DESCRIPTION OF THE TASK:
Search each line below for the word "front" and list those that contain it.

SOURCE MATERIAL:
━━━━━━

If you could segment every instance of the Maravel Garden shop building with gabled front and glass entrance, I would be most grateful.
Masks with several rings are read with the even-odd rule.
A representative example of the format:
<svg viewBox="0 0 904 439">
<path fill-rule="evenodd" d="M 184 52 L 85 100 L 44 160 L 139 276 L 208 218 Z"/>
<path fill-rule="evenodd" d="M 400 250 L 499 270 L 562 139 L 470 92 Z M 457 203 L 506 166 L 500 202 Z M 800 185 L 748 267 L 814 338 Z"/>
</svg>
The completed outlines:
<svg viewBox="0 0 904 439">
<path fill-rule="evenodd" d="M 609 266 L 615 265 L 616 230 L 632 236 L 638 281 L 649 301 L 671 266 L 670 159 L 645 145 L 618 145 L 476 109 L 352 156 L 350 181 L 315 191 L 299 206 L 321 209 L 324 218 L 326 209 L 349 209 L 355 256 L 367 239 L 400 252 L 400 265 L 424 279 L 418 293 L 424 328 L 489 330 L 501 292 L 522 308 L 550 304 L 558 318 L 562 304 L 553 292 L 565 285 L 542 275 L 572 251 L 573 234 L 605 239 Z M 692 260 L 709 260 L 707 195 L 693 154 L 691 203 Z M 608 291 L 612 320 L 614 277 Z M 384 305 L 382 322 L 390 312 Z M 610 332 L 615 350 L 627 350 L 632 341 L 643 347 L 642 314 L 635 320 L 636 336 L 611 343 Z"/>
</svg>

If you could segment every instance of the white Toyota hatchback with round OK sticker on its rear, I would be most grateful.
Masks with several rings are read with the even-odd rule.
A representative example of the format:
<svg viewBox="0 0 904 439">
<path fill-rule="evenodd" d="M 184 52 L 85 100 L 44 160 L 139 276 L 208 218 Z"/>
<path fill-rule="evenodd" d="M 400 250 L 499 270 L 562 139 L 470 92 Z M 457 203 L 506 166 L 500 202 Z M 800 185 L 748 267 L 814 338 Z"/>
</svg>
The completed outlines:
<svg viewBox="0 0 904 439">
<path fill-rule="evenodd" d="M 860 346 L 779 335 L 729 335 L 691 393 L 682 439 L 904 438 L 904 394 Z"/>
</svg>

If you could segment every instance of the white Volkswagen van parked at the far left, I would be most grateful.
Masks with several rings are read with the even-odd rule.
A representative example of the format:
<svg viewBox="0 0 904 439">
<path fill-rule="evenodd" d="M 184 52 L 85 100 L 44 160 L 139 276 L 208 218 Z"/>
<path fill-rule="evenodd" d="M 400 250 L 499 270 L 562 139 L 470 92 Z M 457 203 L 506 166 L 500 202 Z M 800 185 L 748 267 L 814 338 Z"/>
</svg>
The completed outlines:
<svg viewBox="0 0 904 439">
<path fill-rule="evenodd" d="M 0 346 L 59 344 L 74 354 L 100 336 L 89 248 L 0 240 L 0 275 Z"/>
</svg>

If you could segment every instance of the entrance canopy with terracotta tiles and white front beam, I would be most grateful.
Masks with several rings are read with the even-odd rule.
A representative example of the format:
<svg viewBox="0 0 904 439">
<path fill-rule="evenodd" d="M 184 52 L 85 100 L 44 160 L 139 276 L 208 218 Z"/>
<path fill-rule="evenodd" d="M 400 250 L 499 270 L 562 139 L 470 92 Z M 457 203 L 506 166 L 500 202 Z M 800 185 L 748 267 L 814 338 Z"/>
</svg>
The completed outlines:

━━━━━━

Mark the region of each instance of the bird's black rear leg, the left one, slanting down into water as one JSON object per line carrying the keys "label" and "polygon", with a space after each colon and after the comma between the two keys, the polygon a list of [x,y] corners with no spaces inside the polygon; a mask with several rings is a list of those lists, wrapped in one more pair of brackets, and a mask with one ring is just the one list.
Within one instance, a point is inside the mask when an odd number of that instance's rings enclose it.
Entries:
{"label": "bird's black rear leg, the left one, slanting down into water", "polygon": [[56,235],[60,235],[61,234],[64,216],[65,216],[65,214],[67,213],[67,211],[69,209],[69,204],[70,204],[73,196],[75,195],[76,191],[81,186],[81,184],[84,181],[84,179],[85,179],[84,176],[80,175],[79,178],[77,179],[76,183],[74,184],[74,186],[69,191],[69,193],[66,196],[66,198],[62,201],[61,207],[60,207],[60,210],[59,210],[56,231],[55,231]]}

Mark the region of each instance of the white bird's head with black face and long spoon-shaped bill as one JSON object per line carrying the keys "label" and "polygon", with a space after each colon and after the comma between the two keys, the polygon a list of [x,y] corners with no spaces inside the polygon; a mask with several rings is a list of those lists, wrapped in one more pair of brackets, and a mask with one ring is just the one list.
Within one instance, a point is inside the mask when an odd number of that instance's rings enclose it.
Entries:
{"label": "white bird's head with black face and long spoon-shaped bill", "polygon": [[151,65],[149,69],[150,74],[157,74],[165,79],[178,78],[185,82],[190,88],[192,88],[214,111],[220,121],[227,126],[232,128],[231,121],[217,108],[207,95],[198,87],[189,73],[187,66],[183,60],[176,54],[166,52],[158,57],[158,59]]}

━━━━━━

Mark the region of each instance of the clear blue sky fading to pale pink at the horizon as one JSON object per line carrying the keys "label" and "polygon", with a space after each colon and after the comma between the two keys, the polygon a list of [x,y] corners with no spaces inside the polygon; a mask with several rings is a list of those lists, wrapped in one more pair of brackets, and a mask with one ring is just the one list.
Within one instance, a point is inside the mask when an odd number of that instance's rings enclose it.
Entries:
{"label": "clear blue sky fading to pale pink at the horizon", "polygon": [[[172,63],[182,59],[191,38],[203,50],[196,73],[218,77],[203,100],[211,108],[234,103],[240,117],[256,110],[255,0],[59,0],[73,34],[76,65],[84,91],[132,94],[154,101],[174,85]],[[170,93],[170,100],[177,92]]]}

━━━━━━

COMPLETED TASK:
If you could segment every instance of the Maravel Garden shop building with gabled front and glass entrance, I would be most grateful.
If you could segment every instance of the entrance canopy with terracotta tiles and white front beam, I would be most grateful.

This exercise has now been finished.